> **EXERCISE INSTRUCTIONS**: Show, from the records below, all lines that contain the word "find".

[[ INPUT MATERIAL open ]]

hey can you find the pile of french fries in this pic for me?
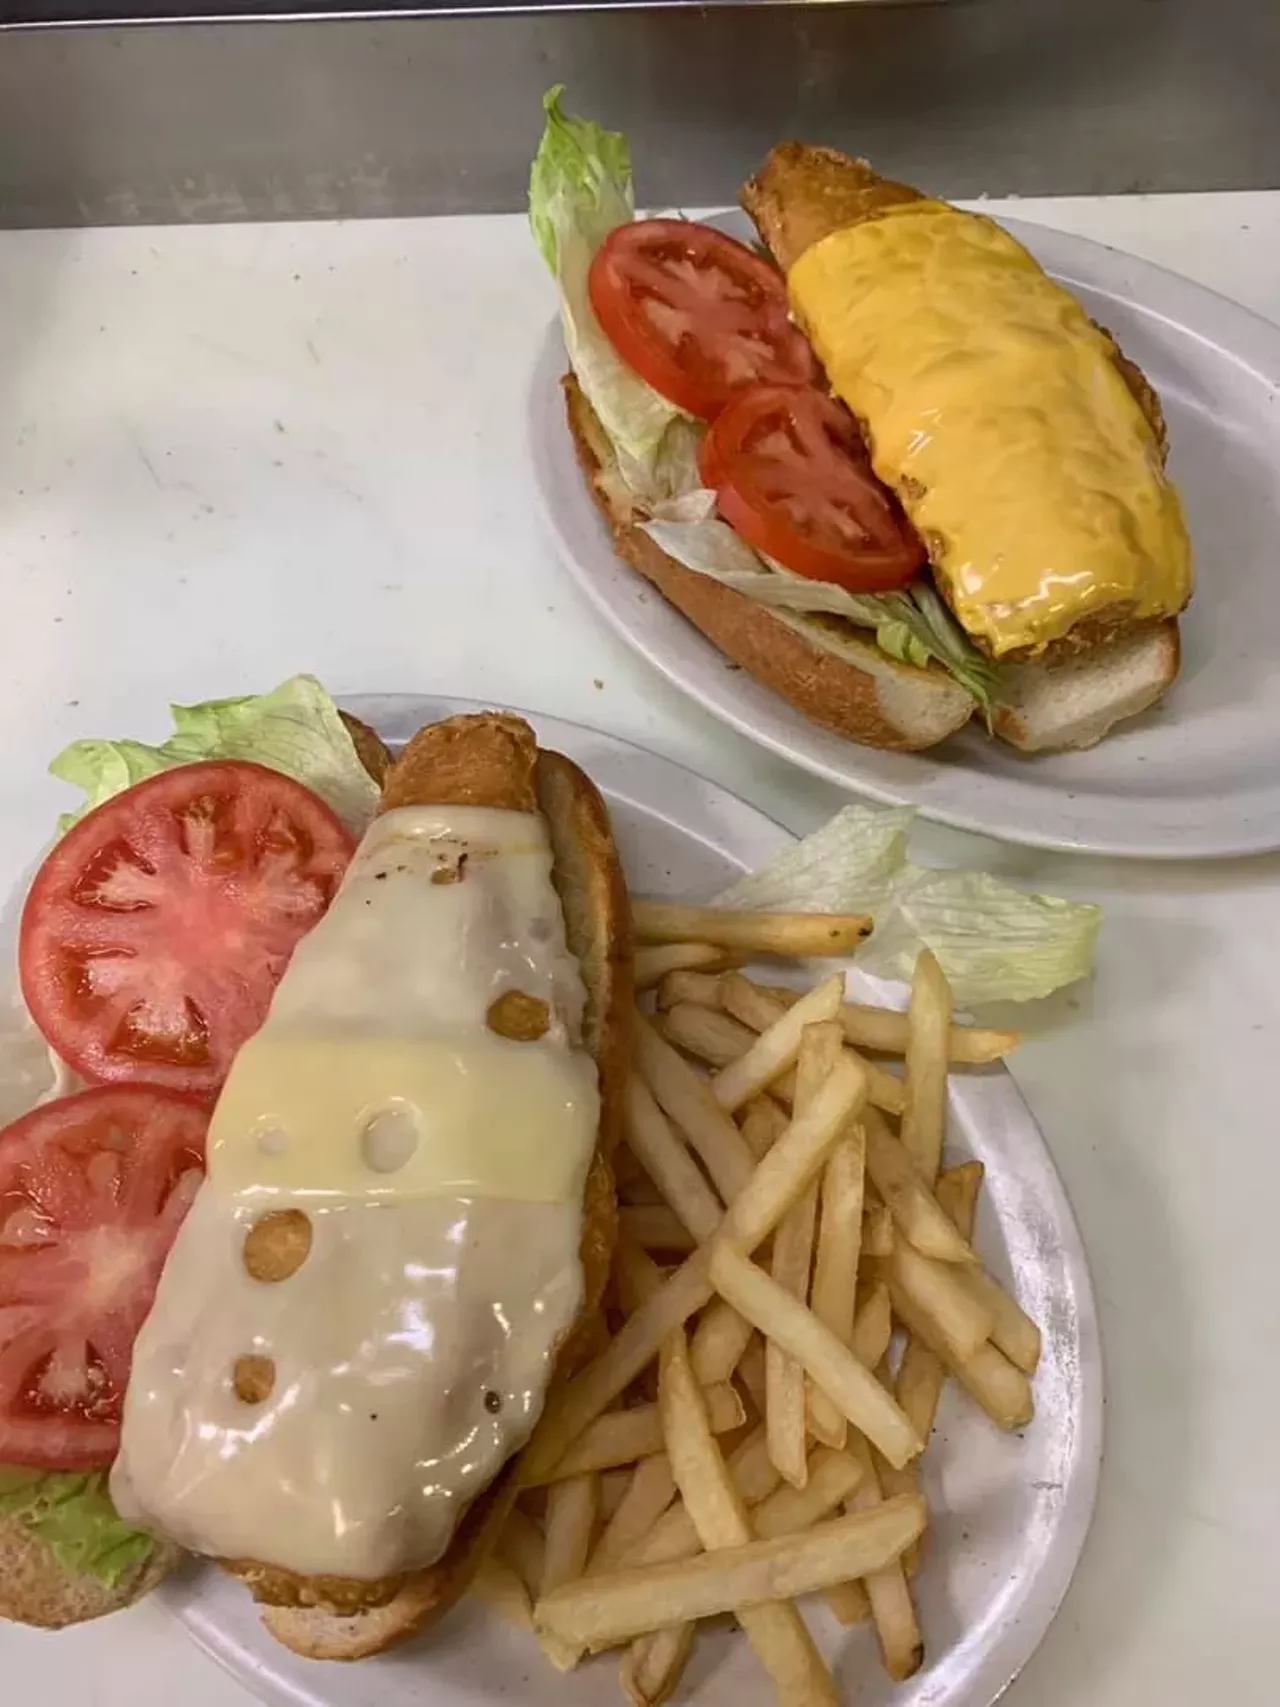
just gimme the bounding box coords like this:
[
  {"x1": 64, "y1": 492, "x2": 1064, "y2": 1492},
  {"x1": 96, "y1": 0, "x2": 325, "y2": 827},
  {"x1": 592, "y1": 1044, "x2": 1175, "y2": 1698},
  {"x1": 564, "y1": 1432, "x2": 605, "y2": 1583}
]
[{"x1": 470, "y1": 899, "x2": 1042, "y2": 1706}]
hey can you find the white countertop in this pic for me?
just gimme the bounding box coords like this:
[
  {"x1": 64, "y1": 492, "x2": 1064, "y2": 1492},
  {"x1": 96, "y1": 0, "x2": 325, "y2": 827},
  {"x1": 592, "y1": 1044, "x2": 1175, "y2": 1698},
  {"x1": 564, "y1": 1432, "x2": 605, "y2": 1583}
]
[{"x1": 1, "y1": 190, "x2": 1277, "y2": 1706}]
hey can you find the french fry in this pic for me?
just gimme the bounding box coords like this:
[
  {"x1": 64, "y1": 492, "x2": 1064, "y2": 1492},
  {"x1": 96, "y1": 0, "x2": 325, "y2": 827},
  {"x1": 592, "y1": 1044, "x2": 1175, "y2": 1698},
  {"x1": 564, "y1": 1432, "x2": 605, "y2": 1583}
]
[
  {"x1": 807, "y1": 1121, "x2": 866, "y2": 1449},
  {"x1": 851, "y1": 1280, "x2": 894, "y2": 1372},
  {"x1": 540, "y1": 1472, "x2": 598, "y2": 1669},
  {"x1": 739, "y1": 1094, "x2": 789, "y2": 1160},
  {"x1": 590, "y1": 1452, "x2": 678, "y2": 1576},
  {"x1": 497, "y1": 1506, "x2": 546, "y2": 1599},
  {"x1": 655, "y1": 1002, "x2": 755, "y2": 1068},
  {"x1": 886, "y1": 1277, "x2": 1034, "y2": 1430},
  {"x1": 527, "y1": 1385, "x2": 746, "y2": 1484},
  {"x1": 689, "y1": 1298, "x2": 755, "y2": 1386},
  {"x1": 862, "y1": 1105, "x2": 977, "y2": 1264},
  {"x1": 634, "y1": 942, "x2": 732, "y2": 991},
  {"x1": 753, "y1": 983, "x2": 1020, "y2": 1064},
  {"x1": 470, "y1": 1556, "x2": 534, "y2": 1631},
  {"x1": 600, "y1": 1468, "x2": 631, "y2": 1519},
  {"x1": 844, "y1": 1434, "x2": 923, "y2": 1681},
  {"x1": 880, "y1": 1239, "x2": 994, "y2": 1362},
  {"x1": 861, "y1": 1199, "x2": 895, "y2": 1257},
  {"x1": 901, "y1": 950, "x2": 953, "y2": 1181},
  {"x1": 624, "y1": 1427, "x2": 779, "y2": 1568},
  {"x1": 710, "y1": 1243, "x2": 922, "y2": 1470},
  {"x1": 524, "y1": 1052, "x2": 868, "y2": 1482},
  {"x1": 623, "y1": 1074, "x2": 724, "y2": 1242},
  {"x1": 535, "y1": 1495, "x2": 926, "y2": 1650},
  {"x1": 632, "y1": 899, "x2": 870, "y2": 957},
  {"x1": 620, "y1": 1204, "x2": 698, "y2": 1255},
  {"x1": 736, "y1": 1334, "x2": 768, "y2": 1415},
  {"x1": 658, "y1": 1328, "x2": 839, "y2": 1707},
  {"x1": 635, "y1": 1014, "x2": 757, "y2": 1202},
  {"x1": 766, "y1": 1021, "x2": 842, "y2": 1486},
  {"x1": 720, "y1": 976, "x2": 907, "y2": 1116},
  {"x1": 621, "y1": 1623, "x2": 695, "y2": 1707},
  {"x1": 655, "y1": 969, "x2": 725, "y2": 1011},
  {"x1": 824, "y1": 1578, "x2": 872, "y2": 1625},
  {"x1": 710, "y1": 976, "x2": 845, "y2": 1114}
]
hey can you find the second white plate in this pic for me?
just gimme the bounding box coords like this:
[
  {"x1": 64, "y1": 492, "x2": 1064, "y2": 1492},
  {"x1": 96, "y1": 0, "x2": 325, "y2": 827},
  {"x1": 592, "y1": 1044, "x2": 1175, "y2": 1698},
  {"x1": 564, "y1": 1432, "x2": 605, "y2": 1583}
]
[
  {"x1": 160, "y1": 697, "x2": 1102, "y2": 1707},
  {"x1": 529, "y1": 214, "x2": 1280, "y2": 859}
]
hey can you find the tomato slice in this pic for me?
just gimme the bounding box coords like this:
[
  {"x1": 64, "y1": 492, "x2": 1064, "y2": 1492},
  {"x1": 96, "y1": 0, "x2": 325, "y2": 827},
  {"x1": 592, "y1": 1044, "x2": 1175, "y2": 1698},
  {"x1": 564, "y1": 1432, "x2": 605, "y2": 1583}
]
[
  {"x1": 0, "y1": 1085, "x2": 208, "y2": 1469},
  {"x1": 20, "y1": 761, "x2": 354, "y2": 1095},
  {"x1": 698, "y1": 384, "x2": 927, "y2": 593},
  {"x1": 587, "y1": 219, "x2": 820, "y2": 419}
]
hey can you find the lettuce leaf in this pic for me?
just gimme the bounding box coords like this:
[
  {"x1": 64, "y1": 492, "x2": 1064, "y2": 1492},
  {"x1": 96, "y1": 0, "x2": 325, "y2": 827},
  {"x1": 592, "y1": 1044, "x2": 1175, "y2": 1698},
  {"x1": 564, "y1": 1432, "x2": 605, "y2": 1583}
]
[
  {"x1": 529, "y1": 87, "x2": 687, "y2": 498},
  {"x1": 641, "y1": 514, "x2": 999, "y2": 708},
  {"x1": 0, "y1": 1469, "x2": 157, "y2": 1589},
  {"x1": 50, "y1": 673, "x2": 379, "y2": 836},
  {"x1": 713, "y1": 804, "x2": 1100, "y2": 1005}
]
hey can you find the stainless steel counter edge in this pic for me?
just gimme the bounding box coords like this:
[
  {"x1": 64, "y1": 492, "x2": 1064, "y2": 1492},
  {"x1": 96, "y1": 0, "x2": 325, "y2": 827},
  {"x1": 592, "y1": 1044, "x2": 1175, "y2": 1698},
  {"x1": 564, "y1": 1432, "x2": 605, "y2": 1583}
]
[{"x1": 0, "y1": 0, "x2": 1276, "y2": 227}]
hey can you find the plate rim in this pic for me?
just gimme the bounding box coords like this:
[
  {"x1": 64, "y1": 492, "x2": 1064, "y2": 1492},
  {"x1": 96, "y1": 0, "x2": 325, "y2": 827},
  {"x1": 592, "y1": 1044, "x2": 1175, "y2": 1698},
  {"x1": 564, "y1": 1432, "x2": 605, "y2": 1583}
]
[
  {"x1": 160, "y1": 694, "x2": 1103, "y2": 1707},
  {"x1": 528, "y1": 213, "x2": 1280, "y2": 860}
]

[[ INPUT MATERIAL closed ]]

> **EXPECTED ANSWER**:
hey can you find the pile of french fries in this pic for me?
hey can you find the white countertop in this pic for me?
hey can you find the french fry in this pic for me?
hey can you find the second white plate in this pic for me?
hey can you find the tomato slice in this pic for me?
hey can you find the lettuce leaf in this pic for me?
hey can you find the stainless steel counter edge in this pic for me?
hey can you find the plate rim in this pic for me?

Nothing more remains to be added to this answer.